• _WORK INSTRUCTION_: Carry on the text about autoimmune connective tissue disorders of the skin from the point where it stops.

• _SUPPLIED TEXT_:
# # # # # # #

Autoimmune connective tissue disorders are a result of abnormalities in the immune system where cells begin to attact internal body proteins, including those that are present in the skin. Autoimmune connective tissue disorders are more common in women than in men.
Connective tissue diseases can affect many parts of the body. In the skin, we most often treat these disorders:
Discoid lupus causes sores with inflammation and scarring. The sores typically appear on the face, ears, and scalp although they can appear on other body areas as well. They present as red, inflamed patches that are scaly and crusty. Systemic lupus can also cause disease of the skin, heart, lungs, kidneys, joints, and nervous system. On the skin, these lesions can give you intense redness with a burning, stinging sensation when exposed to the sun, or scaling red plaques. Mouth sores are another common feature of systemic lupus. .For more information on either discoid or systemic lupus, please visit the Lupus Foundation of America.
Dermatomyositis usually presents as a reddish-colored, raised or scaly rash. It may cause the hands and face to swell, a purplish discoloration of the upper eyelids, red plaques on the knuckles, and a pink discoloration to the upper chest and back. Dermatomyositis can occur suddenly and severely and is usually accompanied by muscle pain or weakness.

# # # # # # #

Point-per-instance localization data
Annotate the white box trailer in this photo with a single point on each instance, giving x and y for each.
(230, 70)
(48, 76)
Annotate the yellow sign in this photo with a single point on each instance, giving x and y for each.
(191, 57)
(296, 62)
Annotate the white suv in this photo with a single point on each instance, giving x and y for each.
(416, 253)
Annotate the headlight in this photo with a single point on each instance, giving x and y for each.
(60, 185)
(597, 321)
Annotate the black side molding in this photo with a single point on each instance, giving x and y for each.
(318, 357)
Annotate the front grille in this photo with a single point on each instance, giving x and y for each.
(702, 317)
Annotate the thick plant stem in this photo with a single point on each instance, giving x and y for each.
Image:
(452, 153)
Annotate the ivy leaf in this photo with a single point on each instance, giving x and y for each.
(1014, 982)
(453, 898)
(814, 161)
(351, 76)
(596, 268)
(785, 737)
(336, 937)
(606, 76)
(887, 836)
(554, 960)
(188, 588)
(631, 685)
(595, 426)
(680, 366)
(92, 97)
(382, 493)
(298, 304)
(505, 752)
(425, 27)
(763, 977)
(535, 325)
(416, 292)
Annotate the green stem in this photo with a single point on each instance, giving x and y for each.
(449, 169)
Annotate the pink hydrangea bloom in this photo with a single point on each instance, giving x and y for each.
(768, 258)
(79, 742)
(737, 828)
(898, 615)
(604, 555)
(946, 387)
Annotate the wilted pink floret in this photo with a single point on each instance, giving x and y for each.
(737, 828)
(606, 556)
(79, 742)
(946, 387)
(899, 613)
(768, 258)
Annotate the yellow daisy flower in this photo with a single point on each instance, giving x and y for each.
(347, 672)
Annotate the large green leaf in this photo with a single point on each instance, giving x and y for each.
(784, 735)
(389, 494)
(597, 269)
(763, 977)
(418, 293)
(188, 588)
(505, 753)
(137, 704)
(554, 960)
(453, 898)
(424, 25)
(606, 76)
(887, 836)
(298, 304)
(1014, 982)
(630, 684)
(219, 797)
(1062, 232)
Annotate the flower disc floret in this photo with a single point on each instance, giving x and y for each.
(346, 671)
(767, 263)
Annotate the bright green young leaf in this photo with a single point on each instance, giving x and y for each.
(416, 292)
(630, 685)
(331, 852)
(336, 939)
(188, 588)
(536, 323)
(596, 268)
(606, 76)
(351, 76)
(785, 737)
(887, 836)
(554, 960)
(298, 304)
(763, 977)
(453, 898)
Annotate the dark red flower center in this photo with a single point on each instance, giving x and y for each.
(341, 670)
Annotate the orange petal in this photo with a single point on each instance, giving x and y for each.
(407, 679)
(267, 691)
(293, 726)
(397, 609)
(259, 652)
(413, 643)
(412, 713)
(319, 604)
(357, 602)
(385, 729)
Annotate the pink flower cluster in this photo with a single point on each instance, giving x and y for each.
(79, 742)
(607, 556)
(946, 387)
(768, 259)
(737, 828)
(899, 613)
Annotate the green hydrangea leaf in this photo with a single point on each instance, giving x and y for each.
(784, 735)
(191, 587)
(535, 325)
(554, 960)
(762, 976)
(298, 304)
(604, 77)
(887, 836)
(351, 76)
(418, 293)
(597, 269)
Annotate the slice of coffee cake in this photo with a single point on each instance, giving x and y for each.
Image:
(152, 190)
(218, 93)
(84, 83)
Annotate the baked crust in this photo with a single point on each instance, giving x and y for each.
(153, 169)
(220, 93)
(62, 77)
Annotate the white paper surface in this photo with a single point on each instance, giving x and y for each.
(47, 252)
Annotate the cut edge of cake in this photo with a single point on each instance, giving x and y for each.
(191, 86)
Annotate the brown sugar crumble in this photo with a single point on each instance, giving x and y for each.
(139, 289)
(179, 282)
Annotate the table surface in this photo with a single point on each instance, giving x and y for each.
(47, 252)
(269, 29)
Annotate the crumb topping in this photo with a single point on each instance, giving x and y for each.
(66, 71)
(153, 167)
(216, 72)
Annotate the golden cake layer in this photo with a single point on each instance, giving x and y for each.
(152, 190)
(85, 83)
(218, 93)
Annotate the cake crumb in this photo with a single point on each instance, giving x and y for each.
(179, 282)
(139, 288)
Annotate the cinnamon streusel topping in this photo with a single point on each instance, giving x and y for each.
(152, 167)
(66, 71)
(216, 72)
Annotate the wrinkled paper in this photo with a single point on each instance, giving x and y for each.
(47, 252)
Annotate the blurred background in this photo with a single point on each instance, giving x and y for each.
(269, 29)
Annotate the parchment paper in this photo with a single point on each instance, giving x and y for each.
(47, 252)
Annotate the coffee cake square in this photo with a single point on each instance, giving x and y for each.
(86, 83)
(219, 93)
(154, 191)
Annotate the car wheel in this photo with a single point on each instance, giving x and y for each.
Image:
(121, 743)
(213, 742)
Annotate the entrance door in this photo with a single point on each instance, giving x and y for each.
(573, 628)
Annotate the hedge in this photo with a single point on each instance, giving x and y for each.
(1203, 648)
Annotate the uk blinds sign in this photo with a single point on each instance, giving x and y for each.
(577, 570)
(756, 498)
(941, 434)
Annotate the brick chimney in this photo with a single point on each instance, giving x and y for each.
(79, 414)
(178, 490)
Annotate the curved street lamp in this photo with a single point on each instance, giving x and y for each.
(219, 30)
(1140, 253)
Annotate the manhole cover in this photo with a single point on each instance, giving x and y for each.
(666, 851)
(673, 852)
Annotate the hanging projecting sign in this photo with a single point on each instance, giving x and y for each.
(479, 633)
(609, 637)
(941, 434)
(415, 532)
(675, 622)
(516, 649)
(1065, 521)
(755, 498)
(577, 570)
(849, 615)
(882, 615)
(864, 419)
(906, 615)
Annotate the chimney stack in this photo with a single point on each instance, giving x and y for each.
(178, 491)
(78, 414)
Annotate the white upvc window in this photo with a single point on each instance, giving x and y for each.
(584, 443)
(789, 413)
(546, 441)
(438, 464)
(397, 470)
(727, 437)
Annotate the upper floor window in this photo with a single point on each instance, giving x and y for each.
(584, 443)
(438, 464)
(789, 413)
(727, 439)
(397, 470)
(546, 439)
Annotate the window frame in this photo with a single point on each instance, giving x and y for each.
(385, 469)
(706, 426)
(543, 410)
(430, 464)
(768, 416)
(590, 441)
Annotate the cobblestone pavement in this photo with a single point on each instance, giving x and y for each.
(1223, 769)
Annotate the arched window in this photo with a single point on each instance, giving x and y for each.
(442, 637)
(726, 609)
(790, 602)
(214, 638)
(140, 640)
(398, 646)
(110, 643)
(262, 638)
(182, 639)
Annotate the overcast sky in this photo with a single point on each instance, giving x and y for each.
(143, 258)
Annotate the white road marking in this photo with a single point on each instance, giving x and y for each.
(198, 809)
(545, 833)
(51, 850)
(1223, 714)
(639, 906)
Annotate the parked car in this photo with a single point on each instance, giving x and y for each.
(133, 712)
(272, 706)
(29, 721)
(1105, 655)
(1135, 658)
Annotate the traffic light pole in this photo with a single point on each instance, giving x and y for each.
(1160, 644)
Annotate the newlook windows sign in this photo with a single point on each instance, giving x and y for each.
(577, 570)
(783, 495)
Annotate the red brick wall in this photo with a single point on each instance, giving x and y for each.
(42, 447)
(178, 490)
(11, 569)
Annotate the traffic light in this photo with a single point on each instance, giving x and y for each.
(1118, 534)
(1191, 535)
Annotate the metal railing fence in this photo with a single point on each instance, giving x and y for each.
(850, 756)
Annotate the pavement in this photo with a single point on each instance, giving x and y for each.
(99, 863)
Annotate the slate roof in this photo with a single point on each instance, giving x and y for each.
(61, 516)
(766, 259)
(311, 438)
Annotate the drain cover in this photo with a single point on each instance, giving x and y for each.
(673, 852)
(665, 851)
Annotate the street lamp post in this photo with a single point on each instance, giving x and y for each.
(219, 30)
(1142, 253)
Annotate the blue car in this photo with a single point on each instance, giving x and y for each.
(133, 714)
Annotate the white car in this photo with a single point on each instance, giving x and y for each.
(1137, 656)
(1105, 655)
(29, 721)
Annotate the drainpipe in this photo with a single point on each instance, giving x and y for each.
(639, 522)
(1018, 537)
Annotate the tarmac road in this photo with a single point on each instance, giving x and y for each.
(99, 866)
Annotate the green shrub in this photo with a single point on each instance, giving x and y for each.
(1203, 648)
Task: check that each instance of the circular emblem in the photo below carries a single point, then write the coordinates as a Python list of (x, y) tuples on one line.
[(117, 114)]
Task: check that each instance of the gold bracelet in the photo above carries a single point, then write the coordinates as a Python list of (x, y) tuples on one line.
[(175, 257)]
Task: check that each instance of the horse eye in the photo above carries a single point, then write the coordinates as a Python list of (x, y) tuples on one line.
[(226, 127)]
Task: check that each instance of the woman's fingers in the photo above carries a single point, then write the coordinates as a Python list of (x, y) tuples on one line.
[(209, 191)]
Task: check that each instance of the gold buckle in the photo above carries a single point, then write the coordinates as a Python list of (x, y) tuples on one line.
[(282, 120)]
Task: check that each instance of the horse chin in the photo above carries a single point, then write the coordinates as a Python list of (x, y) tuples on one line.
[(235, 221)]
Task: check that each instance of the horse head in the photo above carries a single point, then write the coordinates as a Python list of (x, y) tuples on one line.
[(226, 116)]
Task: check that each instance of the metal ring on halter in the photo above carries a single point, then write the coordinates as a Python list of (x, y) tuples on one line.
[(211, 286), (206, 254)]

# # # # # # #

• _RESULT FOR THIS EXERCISE_:
Scleroderma causes the skin to become hard and tight. It can be limited to one specific area of the skin, or it can tighten skin diffusely causing significant disability by immobility and reduction in the ability to expand the chest to breathe. While there are good treatments for scleroderma, at this time there is no clear cause or cure. For more information on scleroderma, please visit the Scleroderma Foundation.
As with all of the disorders we discuss on this site, early detection is key to lessen damage that may be caused to a person’s body. Autoimmune connective tissue disorders are typically treated with steroids, anti-inflammatory drugs and immunosuppressive drugs. If the disease is well managed, a person with these disorders can live a productive and fulfilling life.